▶ WORK TASK A
Answer these from the article on Turkey's regional policy below, one answer per line:
(i) What collided during the tensions over energy reserves in the Eastern Mediterranean?
(ii) To which country did Turkey send troops after Arab countries accused it of supporting terrorism?
(iii) Whose rights did Turkey's maritime agreement with the GNA ignore?
▶ WORK TASK B
State whether each statement agrees with the article on Turkey's regional policy below. Give yes or no and quote the words that decide it.
(i) Turkey has no embassy in Tel Aviv.
(ii) Egypt and the UAE back the Libyan National Army.
(iii) Greece is Turkey's NATO ally.
▶ WORK TASK C
Extend the article on Turkey's regional policy below, picking up after its final sentence.
(Beginning of READING TEXT)
Power-Hungry Turkey May Push the Eastern Mediterranean Into an Armed Conflict
Erdogan appears to feel that his aggressive policies, which include lunging after energy resources and are reminiscent of Ottoman behavior, have broad domestic support.
Heightening tensions over energy reserves in the Eastern Mediterranean, which recently led to a collision between Greek and Turkish warships, have cast renewed attention on Turkey’s aggressive regional policy.
The country hosts senior Hamas operatives and allows them to plot terrorist attacks against Israel from Istanbul. It sent troops to Qatar after Doha was accused of supporting terrorism by Arab countries and blockaded. It attacked Kurds in Syria who helped the United States fight ISIS. And it threatened to cut ties with the United Arab Emirates (UAE) over the recently announced peace deal with Israel—even though Turkey has an embassy in Tel Aviv.
Turkish president Recep Tayyip Erdoğan has extended this belligerent approach to the Mediterranean, sending soldiers to war-torn Libya and tipping the scales in favor of the Muslim Brotherhood-influenced Government of National Accord (GNA), which is fighting the Egypt and UAE-backed Libyan National Army. He reached a maritime agreement with the GNA to delimit their exclusive economic zones (EEZ), which utterly ignored the rights of Cyprus and Greece—the latter of which is Turkey’s NATO ally.
(End of READING TEXT)
(Beginning of DATA BELOW)
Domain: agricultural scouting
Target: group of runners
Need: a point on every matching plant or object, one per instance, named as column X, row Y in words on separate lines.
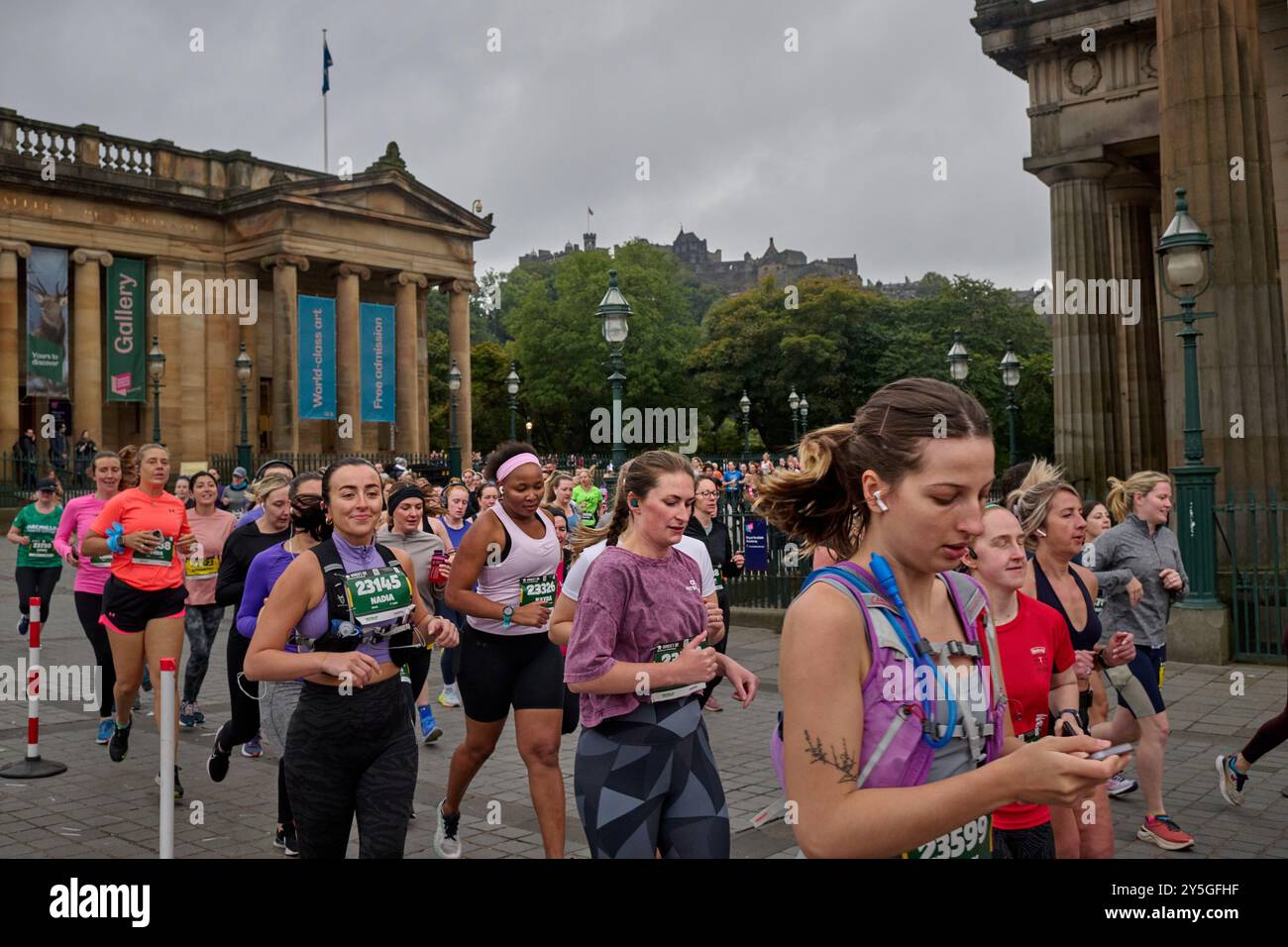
(End of DATA BELOW)
▶ EXPECTED OUTPUT A
(i) Greek and Turkish warships
(ii) Qatar
(iii) Cyprus and Greece

▶ EXPECTED OUTPUT B
(i) No: "even though Turkey has an embassy in Tel Aviv"
(ii) Yes: "the Egypt and UAE-backed Libyan National Army"
(iii) Yes: "the latter of which is Turkey’s NATO ally"

▶ EXPECTED OUTPUT C
Both countries are threatened by Turkey’s attempts to turn swaths of the Mediterranean into the Turkish Sea. Ankara is using this dubious deal to legitimize energy explorations in areas that, by any measure of international maritime law, are Greek and Cypriot economic waters, and is threatening to use its navy against anyone who tries to intervene—even though this would be a gross violation of international law.
This situation is made possible by the weakness of the European Union, which is unable to act unanimously even when member states are confronted by a hostile neighbor and the United States fails to exert its influence. Erdogan has learned that the use of force pays off unless the other side is willing to respond with greater force—like Israel, for example.
What motivates Turkey? While the country is recovering relatively well from the coronavirus pandemic, it continues suffering from an ongoing economic crisis. Erdogan appears to feel that his aggressive policies, which are reminiscent of Ottoman behavior, have broad domestic support. He seems to sense the weakness of other powers in the region, especially the EU, and he wants to expand his country’s influence at the expense of others in the Mediterranean—which, without U.S. backing, are left largely defenseless.
The massive intervention of the Turkish army in Libya poses an immediate threat to Egypt, where the Muslim Brotherhood, of which Erdogan has become the informal leader, is the regime’s biggest enemy. There is also real disdain for the Turks in Egypt, which was once under Ottoman rule, and tensions between the parties were acute even before the latest developments. Egypt has thus far refrained from sending troops to counter Turkish influence in Libya, in part due to its current dispute with Ethiopia over the Nile River. Egyptian president Abdel Fattah el-Sisi must decide what endangers him more and act accordingly.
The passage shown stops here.